WHAT THE TASK REQUIRES ▸
Copy everything from the start of the items down to the line containing "[192,112,221,163]", including that line and the requests. Multiply each bounding box coordinate in the answers by 1.8 and round to a whole number, with halves rounded up.

Stored data entries
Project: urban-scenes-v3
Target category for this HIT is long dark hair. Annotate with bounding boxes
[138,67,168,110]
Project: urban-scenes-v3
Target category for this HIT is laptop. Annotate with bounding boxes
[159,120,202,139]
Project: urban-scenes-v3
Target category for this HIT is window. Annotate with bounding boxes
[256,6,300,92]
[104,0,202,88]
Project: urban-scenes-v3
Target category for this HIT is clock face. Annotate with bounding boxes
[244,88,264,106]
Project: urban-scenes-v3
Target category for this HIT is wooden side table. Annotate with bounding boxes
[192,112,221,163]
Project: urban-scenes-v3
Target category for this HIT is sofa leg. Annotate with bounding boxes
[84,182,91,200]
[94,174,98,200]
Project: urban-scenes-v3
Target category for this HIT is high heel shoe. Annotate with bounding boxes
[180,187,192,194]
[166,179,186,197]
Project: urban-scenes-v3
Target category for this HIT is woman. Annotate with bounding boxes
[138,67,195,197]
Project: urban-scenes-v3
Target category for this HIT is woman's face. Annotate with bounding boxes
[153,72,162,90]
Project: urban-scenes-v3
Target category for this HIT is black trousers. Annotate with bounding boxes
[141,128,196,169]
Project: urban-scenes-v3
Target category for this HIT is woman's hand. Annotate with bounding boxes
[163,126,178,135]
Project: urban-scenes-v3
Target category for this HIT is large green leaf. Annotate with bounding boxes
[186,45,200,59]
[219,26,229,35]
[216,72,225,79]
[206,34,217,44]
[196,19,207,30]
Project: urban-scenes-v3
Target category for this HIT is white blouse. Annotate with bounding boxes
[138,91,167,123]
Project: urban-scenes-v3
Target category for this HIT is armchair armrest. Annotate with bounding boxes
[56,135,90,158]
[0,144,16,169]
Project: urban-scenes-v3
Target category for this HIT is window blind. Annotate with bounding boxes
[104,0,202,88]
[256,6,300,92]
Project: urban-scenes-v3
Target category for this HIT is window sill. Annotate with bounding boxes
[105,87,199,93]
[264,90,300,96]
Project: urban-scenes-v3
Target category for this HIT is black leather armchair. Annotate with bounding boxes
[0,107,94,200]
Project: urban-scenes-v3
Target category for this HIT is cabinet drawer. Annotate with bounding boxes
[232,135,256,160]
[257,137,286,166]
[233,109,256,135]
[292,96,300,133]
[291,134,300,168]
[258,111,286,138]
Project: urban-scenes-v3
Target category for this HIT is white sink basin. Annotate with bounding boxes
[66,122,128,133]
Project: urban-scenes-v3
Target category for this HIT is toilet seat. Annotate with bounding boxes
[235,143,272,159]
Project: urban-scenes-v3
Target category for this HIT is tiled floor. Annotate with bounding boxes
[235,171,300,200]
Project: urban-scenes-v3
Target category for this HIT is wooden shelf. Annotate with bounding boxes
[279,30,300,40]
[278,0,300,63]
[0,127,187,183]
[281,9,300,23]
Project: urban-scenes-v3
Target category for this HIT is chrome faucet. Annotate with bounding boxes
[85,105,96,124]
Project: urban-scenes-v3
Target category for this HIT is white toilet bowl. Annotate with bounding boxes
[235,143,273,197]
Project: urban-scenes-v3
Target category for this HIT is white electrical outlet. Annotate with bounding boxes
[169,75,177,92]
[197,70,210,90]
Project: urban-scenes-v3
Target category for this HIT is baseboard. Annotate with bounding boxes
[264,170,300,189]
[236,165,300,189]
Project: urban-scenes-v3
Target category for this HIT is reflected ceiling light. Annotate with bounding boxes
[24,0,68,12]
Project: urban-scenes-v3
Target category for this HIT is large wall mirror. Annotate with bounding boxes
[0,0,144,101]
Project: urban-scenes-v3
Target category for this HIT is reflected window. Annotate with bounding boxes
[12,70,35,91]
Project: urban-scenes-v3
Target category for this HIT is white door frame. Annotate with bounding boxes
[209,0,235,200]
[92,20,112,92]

WRITTEN SOLUTION ▸
Project: urban-scenes-v3
Target category for this HIT is long dark hair. Annotate with bounding boxes
[248,121,302,198]
Project: urban-scenes-v3
Target category for this HIT is laptop. Annotate with bounding boxes
[286,216,364,250]
Project: urban-scenes-v3
Target category for this HIT is window. Annotate with bounding boxes
[461,11,540,166]
[187,0,364,158]
Project: urban-scenes-v3
Target category for this HIT is clock face. Annotate with bounding boxes
[439,158,475,191]
Project: urban-scenes-v3
Target category for this HIT is wooden side table. Annotate with bounding boxes
[346,202,398,293]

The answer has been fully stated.